_Goal of the exercise:_
Could you rewrite the listing from the line with "One marker belongs on each instance of the white banner." up to and including the line with "[(218, 96)]", swapping "marker" for "pin" and keeping everything else the same?

_Input for this task:_
* Start *

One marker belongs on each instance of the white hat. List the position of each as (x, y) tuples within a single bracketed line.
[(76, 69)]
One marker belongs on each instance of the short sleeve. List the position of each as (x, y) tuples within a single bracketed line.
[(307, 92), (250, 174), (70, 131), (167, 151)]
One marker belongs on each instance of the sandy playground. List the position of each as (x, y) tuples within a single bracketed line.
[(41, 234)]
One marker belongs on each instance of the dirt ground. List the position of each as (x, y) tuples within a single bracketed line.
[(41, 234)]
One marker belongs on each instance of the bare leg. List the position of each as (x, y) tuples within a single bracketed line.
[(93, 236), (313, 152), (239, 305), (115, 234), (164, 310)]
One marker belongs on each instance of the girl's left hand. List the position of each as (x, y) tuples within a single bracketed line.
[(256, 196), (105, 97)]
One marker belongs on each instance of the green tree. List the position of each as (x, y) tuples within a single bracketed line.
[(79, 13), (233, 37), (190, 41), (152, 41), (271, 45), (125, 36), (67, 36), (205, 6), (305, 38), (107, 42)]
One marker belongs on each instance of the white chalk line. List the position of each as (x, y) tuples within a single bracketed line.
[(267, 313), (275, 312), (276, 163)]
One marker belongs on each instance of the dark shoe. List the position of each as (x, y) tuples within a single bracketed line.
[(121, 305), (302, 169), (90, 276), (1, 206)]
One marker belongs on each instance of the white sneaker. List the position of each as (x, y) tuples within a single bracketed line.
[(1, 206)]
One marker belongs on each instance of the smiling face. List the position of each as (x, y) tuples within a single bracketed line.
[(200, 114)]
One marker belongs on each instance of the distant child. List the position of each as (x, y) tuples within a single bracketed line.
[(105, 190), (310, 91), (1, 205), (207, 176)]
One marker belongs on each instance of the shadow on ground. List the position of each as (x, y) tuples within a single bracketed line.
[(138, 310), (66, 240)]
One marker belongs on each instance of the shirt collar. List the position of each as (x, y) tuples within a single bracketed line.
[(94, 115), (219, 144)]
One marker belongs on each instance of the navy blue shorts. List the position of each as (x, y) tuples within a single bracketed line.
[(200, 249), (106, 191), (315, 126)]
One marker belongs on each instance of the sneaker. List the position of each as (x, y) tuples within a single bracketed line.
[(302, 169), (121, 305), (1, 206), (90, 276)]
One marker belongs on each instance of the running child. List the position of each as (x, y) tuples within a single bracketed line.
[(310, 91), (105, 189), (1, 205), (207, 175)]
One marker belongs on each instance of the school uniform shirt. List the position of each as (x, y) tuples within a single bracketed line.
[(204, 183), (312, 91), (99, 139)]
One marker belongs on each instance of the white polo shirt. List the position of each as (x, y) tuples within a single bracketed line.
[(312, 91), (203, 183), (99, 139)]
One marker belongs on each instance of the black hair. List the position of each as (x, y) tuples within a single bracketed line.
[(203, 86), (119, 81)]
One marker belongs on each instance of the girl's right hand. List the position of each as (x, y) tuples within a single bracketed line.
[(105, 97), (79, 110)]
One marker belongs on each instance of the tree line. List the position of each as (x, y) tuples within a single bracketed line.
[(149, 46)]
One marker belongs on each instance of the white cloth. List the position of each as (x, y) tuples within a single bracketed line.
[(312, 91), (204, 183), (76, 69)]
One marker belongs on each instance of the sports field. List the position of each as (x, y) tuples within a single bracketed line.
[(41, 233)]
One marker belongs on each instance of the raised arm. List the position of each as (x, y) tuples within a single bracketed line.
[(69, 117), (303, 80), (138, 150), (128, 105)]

* End *
* Start *

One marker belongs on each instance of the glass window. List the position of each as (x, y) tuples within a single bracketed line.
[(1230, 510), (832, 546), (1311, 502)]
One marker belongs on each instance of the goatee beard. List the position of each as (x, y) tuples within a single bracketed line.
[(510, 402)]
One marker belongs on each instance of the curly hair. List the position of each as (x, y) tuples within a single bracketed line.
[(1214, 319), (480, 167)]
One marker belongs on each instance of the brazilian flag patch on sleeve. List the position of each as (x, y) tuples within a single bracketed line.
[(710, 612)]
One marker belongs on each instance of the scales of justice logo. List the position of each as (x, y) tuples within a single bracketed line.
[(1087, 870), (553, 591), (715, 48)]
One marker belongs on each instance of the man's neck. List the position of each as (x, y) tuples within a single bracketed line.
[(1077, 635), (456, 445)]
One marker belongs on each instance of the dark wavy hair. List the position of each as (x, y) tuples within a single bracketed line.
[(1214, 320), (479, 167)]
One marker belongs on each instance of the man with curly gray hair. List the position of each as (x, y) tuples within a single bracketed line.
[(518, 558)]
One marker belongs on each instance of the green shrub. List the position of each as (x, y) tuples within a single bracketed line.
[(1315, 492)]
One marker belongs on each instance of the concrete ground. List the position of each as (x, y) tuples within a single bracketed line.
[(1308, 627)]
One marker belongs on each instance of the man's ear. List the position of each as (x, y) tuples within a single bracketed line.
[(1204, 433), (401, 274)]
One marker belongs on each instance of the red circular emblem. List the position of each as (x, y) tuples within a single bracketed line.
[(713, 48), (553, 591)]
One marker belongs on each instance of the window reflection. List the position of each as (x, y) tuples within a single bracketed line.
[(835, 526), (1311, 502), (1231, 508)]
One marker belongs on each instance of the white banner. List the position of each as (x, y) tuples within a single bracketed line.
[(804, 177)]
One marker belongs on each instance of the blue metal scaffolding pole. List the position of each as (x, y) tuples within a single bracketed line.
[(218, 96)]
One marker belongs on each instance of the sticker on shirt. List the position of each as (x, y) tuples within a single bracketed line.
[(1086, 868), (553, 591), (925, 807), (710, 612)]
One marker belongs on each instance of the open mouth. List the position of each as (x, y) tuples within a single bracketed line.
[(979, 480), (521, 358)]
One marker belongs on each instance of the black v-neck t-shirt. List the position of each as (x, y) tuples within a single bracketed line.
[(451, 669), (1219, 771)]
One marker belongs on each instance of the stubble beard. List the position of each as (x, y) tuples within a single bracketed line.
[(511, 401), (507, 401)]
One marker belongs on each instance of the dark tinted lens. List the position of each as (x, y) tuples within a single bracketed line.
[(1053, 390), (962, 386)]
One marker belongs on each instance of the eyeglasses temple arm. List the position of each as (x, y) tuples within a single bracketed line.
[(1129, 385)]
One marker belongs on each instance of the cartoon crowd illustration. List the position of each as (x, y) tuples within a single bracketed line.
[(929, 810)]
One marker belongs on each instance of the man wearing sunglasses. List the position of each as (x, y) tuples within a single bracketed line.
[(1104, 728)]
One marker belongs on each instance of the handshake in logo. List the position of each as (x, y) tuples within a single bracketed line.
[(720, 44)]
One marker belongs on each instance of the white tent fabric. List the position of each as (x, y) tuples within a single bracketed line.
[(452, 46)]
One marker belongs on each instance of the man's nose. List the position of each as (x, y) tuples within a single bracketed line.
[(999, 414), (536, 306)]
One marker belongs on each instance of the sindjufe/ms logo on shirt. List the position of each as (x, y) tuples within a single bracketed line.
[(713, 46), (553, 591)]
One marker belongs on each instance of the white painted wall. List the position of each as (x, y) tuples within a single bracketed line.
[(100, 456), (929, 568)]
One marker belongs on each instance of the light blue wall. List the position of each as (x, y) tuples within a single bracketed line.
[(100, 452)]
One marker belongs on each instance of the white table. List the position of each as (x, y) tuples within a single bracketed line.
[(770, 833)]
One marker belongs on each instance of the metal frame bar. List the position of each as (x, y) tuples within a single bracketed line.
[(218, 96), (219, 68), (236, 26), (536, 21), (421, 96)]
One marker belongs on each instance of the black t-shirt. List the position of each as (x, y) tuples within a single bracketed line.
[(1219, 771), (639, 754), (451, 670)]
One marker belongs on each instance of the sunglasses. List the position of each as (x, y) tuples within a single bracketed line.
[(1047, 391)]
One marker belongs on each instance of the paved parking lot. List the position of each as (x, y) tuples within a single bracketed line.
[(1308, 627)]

* End *

_Written solution:_
One pin belongs on each instance of the white banner. List the position of each as (x, y) tuples within a single bracketed line.
[(804, 177)]
One pin belongs on each instance of the blue metal scaffolding pole. List the position of each as (x, y) tuples within a single bracketed line.
[(218, 96)]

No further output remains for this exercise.